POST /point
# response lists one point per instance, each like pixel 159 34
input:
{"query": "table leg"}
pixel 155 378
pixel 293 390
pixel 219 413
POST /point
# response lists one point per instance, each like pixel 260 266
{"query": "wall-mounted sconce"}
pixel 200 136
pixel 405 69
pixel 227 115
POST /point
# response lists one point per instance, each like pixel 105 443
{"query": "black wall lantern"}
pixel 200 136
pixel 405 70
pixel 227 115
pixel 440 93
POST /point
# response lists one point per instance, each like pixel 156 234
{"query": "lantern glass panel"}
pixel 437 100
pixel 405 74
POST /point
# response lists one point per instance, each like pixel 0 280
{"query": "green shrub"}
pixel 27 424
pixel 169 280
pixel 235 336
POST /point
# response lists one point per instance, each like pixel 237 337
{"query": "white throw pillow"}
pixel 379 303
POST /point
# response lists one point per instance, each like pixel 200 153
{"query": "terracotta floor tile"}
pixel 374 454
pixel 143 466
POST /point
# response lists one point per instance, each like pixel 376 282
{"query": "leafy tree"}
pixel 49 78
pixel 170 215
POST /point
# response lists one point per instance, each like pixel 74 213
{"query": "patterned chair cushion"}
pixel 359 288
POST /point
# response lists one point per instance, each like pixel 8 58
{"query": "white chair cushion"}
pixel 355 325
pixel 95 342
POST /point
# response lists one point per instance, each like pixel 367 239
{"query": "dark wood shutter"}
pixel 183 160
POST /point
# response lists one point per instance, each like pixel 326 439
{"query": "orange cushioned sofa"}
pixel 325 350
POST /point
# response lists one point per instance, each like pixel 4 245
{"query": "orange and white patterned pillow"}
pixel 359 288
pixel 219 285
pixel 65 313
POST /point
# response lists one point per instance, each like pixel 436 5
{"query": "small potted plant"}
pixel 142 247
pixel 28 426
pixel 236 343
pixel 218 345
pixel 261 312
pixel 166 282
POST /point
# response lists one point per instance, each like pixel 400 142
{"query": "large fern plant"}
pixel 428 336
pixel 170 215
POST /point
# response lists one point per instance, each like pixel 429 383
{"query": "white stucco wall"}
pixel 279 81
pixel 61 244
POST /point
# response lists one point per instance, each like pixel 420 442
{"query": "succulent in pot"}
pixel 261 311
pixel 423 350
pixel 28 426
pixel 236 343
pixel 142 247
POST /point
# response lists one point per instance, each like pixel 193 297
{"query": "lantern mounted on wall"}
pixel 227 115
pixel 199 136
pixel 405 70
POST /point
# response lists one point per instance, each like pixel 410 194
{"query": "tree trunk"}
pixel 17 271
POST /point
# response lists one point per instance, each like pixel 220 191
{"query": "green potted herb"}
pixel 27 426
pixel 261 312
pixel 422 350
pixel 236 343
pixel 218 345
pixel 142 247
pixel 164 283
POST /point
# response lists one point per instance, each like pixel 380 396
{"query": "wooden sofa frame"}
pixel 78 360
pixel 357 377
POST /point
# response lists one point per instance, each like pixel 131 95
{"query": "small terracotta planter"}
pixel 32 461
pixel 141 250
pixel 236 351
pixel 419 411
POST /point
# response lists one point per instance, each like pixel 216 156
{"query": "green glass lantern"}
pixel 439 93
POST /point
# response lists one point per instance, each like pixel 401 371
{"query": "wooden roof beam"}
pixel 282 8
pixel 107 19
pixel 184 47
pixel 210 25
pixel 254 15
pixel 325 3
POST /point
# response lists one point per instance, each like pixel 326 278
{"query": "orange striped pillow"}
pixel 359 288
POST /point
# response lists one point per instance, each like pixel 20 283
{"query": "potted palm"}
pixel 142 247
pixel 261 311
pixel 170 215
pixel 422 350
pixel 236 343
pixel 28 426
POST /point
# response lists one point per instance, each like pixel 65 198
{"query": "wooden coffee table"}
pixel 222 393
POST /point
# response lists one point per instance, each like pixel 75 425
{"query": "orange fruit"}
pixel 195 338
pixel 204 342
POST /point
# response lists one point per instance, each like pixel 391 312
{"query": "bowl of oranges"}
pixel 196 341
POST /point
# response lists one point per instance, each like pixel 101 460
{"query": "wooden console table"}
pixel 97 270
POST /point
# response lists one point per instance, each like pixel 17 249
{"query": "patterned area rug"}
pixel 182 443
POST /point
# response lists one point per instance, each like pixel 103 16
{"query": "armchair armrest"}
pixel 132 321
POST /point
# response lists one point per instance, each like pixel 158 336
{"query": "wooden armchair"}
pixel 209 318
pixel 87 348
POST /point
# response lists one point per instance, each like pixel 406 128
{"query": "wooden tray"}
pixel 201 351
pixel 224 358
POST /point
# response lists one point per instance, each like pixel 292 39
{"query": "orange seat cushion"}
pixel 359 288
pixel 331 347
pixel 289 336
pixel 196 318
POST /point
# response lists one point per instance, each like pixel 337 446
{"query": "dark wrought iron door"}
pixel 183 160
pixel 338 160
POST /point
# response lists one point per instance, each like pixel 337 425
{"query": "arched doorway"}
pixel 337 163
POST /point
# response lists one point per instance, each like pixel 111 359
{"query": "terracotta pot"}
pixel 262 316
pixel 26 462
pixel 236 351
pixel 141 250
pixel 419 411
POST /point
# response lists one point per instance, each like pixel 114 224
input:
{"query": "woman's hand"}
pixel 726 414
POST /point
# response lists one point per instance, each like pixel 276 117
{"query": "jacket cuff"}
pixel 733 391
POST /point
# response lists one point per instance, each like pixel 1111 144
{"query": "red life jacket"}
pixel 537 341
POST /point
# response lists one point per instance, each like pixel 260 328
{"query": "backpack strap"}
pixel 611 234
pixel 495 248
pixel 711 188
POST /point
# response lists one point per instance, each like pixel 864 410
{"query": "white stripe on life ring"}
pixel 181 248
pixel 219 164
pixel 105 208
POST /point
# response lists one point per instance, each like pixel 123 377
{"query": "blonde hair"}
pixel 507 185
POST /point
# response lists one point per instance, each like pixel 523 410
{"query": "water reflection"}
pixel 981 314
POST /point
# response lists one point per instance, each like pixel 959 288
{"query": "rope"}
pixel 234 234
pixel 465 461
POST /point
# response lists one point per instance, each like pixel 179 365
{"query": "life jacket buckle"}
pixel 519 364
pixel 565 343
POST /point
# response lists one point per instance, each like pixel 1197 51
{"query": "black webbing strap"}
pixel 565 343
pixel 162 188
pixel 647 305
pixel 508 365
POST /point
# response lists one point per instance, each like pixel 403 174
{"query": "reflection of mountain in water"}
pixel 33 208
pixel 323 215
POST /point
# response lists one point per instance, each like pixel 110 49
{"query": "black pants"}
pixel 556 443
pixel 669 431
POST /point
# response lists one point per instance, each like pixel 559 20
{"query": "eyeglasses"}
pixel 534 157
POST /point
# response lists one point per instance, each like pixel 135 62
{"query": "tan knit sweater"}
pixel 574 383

-=-=-

**Set task**
Reproduce all of the data above, replacing "instance" with "object" wherever it occurs and leaving everything else unchanged.

**Answer for the task**
POST /point
# response lists one point per object, each like pixel 159 34
input:
{"query": "table leg"}
pixel 155 378
pixel 293 390
pixel 219 413
POST /point
# response lists one point per object, each like pixel 260 266
{"query": "wall-mounted sconce"}
pixel 200 136
pixel 405 69
pixel 227 115
POST /point
# response lists one point per object, each like pixel 105 443
{"query": "black wall lantern"}
pixel 200 136
pixel 405 70
pixel 227 115
pixel 440 93
POST /point
# response lists one point per object, each like pixel 156 234
{"query": "lantern glass panel"}
pixel 437 100
pixel 405 74
POST /point
# response lists one point per object, each like pixel 0 280
{"query": "green shrub"}
pixel 27 424
pixel 169 280
pixel 235 336
POST /point
# response lists one point per object, each like pixel 237 337
{"query": "white throw pillow"}
pixel 379 303
POST /point
# response lists one point per object, each like pixel 200 153
{"query": "terracotta floor tile"}
pixel 374 454
pixel 143 466
POST /point
# response lists one point per object, each like pixel 376 282
{"query": "leafy tree"}
pixel 49 78
pixel 170 215
POST /point
# response lists one point per object, each like pixel 74 213
{"query": "patterned chair cushion"}
pixel 359 288
POST /point
# response lists one point per object, each like pixel 8 58
{"query": "white chair cushion"}
pixel 355 325
pixel 95 342
POST /point
# response lists one point per object, each like pixel 367 239
{"query": "dark wood shutter"}
pixel 183 160
POST /point
# response lists one point per object, each like pixel 326 439
{"query": "orange cushioned sofa"}
pixel 325 350
POST /point
# response lists one point per object, each like pixel 4 245
{"query": "orange and white patterned pillow"}
pixel 359 288
pixel 219 285
pixel 65 313
POST /point
# response lists one point per object, each like pixel 436 5
{"query": "small potted plant"}
pixel 142 247
pixel 28 426
pixel 236 343
pixel 218 345
pixel 261 312
pixel 166 282
POST /point
# response lists one point per object, each like pixel 400 142
{"query": "large fern plant"}
pixel 428 336
pixel 170 215
POST /point
# response lists one point per object, each like pixel 429 383
{"query": "white stucco wall"}
pixel 279 81
pixel 61 244
POST /point
# response lists one point per object, each like pixel 420 442
{"query": "succulent in pot"}
pixel 261 311
pixel 423 350
pixel 28 426
pixel 236 343
pixel 142 247
POST /point
# response lists one point per object, each like pixel 193 297
{"query": "lantern mounted on wall"}
pixel 227 115
pixel 199 136
pixel 405 70
POST /point
# response lists one point per object, each like pixel 410 194
{"query": "tree trunk"}
pixel 17 271
POST /point
# response lists one point per object, each like pixel 220 191
{"query": "green potted herb"}
pixel 27 426
pixel 261 312
pixel 422 350
pixel 236 343
pixel 218 345
pixel 142 247
pixel 164 283
POST /point
# response lists one point per object, each like pixel 380 396
{"query": "wooden sofa frame"}
pixel 78 360
pixel 357 377
POST /point
# response lists one point per object, each like pixel 131 95
{"query": "small terracotta planter"}
pixel 32 461
pixel 141 250
pixel 236 351
pixel 419 411
POST /point
# response lists one point per object, each like pixel 216 156
{"query": "green glass lantern"}
pixel 439 93
POST /point
# response lists one point per object, each like pixel 401 371
{"query": "wooden roof beam"}
pixel 282 8
pixel 107 19
pixel 184 47
pixel 210 25
pixel 254 15
pixel 325 3
POST /point
# response lists one point per object, each like pixel 326 278
{"query": "orange striped pillow"}
pixel 359 288
POST /point
# response lists one point per object, each like pixel 20 283
{"query": "potted palm"}
pixel 142 247
pixel 261 311
pixel 170 215
pixel 422 350
pixel 236 343
pixel 28 426
POST /point
# response lists one point per object, each like pixel 65 198
{"query": "wooden coffee table"}
pixel 222 393
POST /point
# response lists one point per object, each like pixel 75 425
{"query": "orange fruit"}
pixel 195 338
pixel 204 342
POST /point
# response lists one point per object, each like pixel 391 312
{"query": "bowl of oranges"}
pixel 196 341
POST /point
# response lists one point per object, each like pixel 101 460
{"query": "wooden console table"}
pixel 97 270
POST /point
# response lists one point per object, each like pixel 17 249
{"query": "patterned area rug"}
pixel 182 443
POST /point
# response lists one point per object, each like pixel 103 16
{"query": "armchair armrest"}
pixel 132 321
POST /point
# response lists one point per object, each like pixel 158 336
{"query": "wooden armchair"}
pixel 209 318
pixel 87 348
POST /point
# response lists one point per object, each like pixel 406 128
{"query": "wooden tray"}
pixel 201 351
pixel 224 358
POST /point
# response lists one point per object, each like pixel 292 39
{"query": "orange seat cushion"}
pixel 359 288
pixel 331 347
pixel 289 336
pixel 196 318
POST /point
# response lists one point per object, each like pixel 337 446
{"query": "dark wrought iron door"}
pixel 183 160
pixel 338 160
POST /point
# response lists one point per object, each like pixel 337 425
{"query": "arched doorway"}
pixel 337 163
POST /point
# response lists one point per object, each like pixel 111 359
{"query": "terracotta pot"}
pixel 262 316
pixel 26 462
pixel 236 351
pixel 141 250
pixel 419 411
POST /point
# response lists one point per object, each like pixel 114 224
input:
{"query": "woman's hand"}
pixel 726 414
POST /point
# response lists one point per object, each like pixel 276 117
{"query": "jacket cuff"}
pixel 733 391
POST /point
# response lists one point per object, each like pixel 1111 144
{"query": "red life jacket"}
pixel 537 341
POST /point
# response lists one point per object, each like pixel 260 328
{"query": "backpack strap"}
pixel 611 234
pixel 495 248
pixel 711 188
POST /point
# response lists one point per object, each like pixel 864 410
{"query": "white stripe on life ring"}
pixel 181 248
pixel 219 164
pixel 105 208
POST /point
# response lists one point per object, each like pixel 123 377
{"query": "blonde hair"}
pixel 507 185
POST /point
# response lists one point per object, each like pixel 523 410
{"query": "water reflection"}
pixel 981 314
POST /point
# response lists one point per object, each like pixel 959 288
{"query": "rope"}
pixel 234 234
pixel 465 461
POST /point
# response lists one point per object, each like pixel 179 365
{"query": "life jacket buckle"}
pixel 519 364
pixel 565 343
POST /point
# response lists one point per object, each like pixel 1197 51
{"query": "black webbing strap"}
pixel 565 343
pixel 162 188
pixel 647 305
pixel 508 365
POST /point
# response lists one point per object, each like pixel 403 174
{"query": "reflection of mountain in water"}
pixel 33 208
pixel 323 215
POST /point
# response lists one point per object, each like pixel 110 49
{"query": "black pants"}
pixel 556 443
pixel 669 431
POST /point
# response lists one point per object, each like pixel 559 20
{"query": "eyeglasses"}
pixel 534 157
POST /point
# response lists one point per object, each like pixel 135 62
{"query": "tan knit sweater"}
pixel 574 383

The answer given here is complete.